Crypto venture firm Digital Currency Group (DCG) has filed a motion requesting the dismissal of the lawsuit levied against the company and its founder Barry Silbert by the Winklevoss brothers’ cryptocurrency exchange Gemini.
According to DCG’s legal team, the lawsuit is “a continuation of the Winklevoss’s year-long Twitter-based character assassination.”
The crypto conglomerate argued that the lawsuit has no substantial evidence to prove that DCG was aware of the alleged fraud perpetrated by Genesis. Per the filed motion, “there are no well-pled allegations that Defendants had actual knowledge of any alleged fraud, and Gemini does no more than rely on Defendants’ corporate relationship with Genesis to argue otherwise.”
On Friday, July 7th, Gemini co-founder Cameron Winklevoss announced that his company had filed a lawsuit against DCG and its CEO on the grounds of fraud against its creditors and failure to return their funds. This was after Winklevoss put forward the final offer to DCG earlier that week to return over $1 billion on its customers’ funds.

EXERCISE REQUIREMENTS:
[1] Which words of the passage on DCG's dismissal motion run from "On Friday, July" up to and including "its customers’ funds."? Copy them without any change.
[2] How would you sum up the passage on DCG's dismissal motion in two sentences?

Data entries
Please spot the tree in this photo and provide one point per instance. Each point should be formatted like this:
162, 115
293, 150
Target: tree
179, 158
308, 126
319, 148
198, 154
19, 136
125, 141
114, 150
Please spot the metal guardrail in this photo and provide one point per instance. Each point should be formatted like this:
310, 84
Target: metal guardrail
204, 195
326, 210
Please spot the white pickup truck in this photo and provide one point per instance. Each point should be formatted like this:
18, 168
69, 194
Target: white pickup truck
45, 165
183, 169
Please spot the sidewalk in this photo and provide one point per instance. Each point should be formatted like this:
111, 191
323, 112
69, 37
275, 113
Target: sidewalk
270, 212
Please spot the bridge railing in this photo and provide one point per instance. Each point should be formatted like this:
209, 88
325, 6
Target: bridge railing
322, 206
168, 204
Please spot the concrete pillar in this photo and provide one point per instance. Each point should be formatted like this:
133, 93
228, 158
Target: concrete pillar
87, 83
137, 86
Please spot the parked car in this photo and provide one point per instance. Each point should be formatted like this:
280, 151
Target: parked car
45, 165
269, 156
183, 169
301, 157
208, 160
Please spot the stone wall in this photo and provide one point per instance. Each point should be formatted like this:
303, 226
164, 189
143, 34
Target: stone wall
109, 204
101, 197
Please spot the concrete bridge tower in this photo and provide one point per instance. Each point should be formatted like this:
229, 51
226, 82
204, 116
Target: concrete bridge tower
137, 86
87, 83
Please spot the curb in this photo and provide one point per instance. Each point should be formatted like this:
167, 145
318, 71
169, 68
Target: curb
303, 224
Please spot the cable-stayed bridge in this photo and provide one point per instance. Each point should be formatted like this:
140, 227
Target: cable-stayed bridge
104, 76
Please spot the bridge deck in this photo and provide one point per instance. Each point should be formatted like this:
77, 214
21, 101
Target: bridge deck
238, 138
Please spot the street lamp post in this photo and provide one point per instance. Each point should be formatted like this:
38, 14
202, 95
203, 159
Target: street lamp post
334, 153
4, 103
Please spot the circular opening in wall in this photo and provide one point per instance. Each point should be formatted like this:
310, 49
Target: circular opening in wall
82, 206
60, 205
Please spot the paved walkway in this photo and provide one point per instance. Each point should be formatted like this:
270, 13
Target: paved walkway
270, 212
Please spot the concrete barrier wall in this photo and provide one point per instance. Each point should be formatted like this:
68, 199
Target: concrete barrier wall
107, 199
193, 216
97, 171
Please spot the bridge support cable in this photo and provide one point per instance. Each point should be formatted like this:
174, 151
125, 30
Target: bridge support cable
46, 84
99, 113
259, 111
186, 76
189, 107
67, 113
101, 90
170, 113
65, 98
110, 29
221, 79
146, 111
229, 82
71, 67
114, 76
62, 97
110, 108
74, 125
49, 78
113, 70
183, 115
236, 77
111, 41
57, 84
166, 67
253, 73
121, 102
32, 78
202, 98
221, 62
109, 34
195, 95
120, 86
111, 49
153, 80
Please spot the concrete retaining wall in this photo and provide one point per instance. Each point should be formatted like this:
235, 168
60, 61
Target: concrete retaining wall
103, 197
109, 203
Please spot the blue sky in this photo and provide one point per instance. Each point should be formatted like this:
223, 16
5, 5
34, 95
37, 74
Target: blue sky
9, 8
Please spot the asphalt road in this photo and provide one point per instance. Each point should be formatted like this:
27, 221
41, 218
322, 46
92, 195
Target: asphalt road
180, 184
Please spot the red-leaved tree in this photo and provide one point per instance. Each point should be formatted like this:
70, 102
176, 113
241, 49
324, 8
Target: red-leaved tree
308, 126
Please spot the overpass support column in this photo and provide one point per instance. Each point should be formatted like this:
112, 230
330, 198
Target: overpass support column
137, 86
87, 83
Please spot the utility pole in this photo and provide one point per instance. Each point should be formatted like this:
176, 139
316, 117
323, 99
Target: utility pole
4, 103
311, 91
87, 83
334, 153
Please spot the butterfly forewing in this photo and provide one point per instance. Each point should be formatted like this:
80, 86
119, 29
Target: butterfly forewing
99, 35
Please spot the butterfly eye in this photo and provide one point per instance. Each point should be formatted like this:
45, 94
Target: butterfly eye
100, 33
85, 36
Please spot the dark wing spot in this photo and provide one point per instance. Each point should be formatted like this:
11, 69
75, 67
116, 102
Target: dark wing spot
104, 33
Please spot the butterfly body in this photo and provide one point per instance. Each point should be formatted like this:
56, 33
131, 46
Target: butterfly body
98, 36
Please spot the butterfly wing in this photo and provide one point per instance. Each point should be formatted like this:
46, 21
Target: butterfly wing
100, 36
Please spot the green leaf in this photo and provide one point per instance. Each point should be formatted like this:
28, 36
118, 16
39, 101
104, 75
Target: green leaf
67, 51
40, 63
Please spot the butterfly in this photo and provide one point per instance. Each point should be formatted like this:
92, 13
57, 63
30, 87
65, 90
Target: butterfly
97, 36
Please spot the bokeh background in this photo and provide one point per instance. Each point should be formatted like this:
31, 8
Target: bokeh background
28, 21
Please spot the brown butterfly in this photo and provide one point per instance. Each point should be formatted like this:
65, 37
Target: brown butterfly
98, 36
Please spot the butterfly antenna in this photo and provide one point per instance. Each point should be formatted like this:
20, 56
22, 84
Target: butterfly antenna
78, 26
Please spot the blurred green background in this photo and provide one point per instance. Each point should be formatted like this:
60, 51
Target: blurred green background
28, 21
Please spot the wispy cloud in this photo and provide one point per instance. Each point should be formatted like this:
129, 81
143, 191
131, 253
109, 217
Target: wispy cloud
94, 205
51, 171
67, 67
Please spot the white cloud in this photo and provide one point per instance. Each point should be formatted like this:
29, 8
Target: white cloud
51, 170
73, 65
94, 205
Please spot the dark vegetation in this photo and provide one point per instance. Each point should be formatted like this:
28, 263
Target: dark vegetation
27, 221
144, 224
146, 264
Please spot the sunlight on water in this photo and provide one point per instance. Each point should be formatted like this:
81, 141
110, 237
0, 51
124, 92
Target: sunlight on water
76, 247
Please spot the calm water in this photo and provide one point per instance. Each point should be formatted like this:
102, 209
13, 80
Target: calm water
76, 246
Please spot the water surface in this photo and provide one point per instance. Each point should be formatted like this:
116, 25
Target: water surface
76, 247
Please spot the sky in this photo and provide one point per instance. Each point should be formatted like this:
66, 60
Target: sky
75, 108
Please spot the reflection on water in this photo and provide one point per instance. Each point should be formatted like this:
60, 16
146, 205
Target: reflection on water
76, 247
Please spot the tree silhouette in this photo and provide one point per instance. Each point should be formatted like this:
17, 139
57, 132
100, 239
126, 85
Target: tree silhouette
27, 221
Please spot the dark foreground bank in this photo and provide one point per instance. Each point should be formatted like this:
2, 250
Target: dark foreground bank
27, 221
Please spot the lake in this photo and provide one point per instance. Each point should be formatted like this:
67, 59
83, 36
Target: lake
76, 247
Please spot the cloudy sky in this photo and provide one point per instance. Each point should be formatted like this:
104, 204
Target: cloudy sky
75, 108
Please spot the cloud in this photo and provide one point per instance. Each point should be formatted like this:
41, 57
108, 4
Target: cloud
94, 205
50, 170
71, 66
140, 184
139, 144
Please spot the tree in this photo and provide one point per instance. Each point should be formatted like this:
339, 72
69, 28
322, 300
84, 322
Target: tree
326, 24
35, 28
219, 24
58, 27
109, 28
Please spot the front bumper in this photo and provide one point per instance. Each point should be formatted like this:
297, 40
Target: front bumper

==

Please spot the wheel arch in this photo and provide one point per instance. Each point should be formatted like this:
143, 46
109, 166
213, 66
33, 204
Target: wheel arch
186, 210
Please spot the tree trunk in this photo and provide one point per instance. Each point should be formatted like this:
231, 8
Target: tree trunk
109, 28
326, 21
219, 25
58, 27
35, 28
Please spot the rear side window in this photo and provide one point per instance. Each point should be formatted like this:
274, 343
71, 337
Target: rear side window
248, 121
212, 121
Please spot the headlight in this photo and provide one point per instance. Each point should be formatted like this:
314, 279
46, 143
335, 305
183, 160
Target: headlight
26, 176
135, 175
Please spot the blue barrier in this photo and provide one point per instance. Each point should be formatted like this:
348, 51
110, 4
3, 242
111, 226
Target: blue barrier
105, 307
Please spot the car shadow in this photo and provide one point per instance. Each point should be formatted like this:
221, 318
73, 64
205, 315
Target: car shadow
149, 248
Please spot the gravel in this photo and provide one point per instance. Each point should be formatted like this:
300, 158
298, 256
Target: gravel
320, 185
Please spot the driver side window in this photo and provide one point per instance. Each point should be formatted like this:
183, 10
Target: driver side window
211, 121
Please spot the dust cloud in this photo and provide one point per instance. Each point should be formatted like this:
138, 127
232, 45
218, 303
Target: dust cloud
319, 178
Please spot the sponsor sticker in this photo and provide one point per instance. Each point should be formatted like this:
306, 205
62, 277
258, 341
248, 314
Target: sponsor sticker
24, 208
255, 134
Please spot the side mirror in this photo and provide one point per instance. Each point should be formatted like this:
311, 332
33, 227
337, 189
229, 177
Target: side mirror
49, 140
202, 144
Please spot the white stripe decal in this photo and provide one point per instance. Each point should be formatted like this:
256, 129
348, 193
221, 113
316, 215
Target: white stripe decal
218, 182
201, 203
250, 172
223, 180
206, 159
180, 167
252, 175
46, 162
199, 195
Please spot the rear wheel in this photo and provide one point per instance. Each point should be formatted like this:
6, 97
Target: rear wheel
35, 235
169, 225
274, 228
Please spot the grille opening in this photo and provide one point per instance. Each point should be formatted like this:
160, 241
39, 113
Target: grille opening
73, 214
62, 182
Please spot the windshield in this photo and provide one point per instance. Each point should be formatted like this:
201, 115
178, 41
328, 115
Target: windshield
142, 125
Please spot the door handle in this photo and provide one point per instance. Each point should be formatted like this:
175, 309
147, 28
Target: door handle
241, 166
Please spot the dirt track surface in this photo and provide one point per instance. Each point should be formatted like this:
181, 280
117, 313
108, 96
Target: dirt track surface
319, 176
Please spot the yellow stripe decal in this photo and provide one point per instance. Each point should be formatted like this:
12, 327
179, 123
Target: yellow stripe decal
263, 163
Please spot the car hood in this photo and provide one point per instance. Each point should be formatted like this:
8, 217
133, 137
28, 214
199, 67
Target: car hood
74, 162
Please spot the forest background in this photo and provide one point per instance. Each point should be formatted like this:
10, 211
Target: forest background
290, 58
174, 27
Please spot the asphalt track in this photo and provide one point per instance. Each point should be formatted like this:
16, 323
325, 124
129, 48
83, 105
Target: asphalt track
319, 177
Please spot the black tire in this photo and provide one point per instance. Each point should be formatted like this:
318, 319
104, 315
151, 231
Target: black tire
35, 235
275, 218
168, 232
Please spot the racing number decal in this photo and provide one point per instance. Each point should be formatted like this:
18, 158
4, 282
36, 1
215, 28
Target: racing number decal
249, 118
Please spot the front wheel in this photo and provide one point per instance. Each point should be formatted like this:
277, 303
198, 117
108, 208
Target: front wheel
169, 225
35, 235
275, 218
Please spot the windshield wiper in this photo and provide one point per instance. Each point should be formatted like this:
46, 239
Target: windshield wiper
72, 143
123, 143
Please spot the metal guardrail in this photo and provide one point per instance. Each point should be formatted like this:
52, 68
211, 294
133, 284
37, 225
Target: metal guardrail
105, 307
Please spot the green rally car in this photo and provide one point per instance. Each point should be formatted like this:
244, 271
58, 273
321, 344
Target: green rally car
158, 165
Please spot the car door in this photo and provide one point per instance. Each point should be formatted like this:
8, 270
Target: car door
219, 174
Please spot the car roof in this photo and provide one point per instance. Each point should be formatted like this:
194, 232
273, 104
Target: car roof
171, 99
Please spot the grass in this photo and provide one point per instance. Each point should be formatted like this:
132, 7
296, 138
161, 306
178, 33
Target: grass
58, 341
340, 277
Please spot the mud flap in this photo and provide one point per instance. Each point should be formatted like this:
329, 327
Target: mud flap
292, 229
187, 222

PROBLEM SOLUTIONS:
[1]
On Friday, July 7th, Gemini co-founder Cameron Winklevoss announced that his company had filed a lawsuit against DCG and its CEO on the grounds of fraud against its creditors and failure to return their funds. This was after Winklevoss put forward the final offer to DCG earlier that week to return over $1 billion on its customers’ funds.

[2] Digital Currency Group has filed a motion to dismiss the lawsuit that Gemini, the Winklevoss brothers' cryptocurrency exchange, brought against it and its founder Barry Silbert. DCG's lawyers call the suit a continuation of a Twitter-based character assassination and argue that it lacks well-pled allegations that DCG knew of any alleged fraud by Genesis, relying only on the companies' corporate relationship.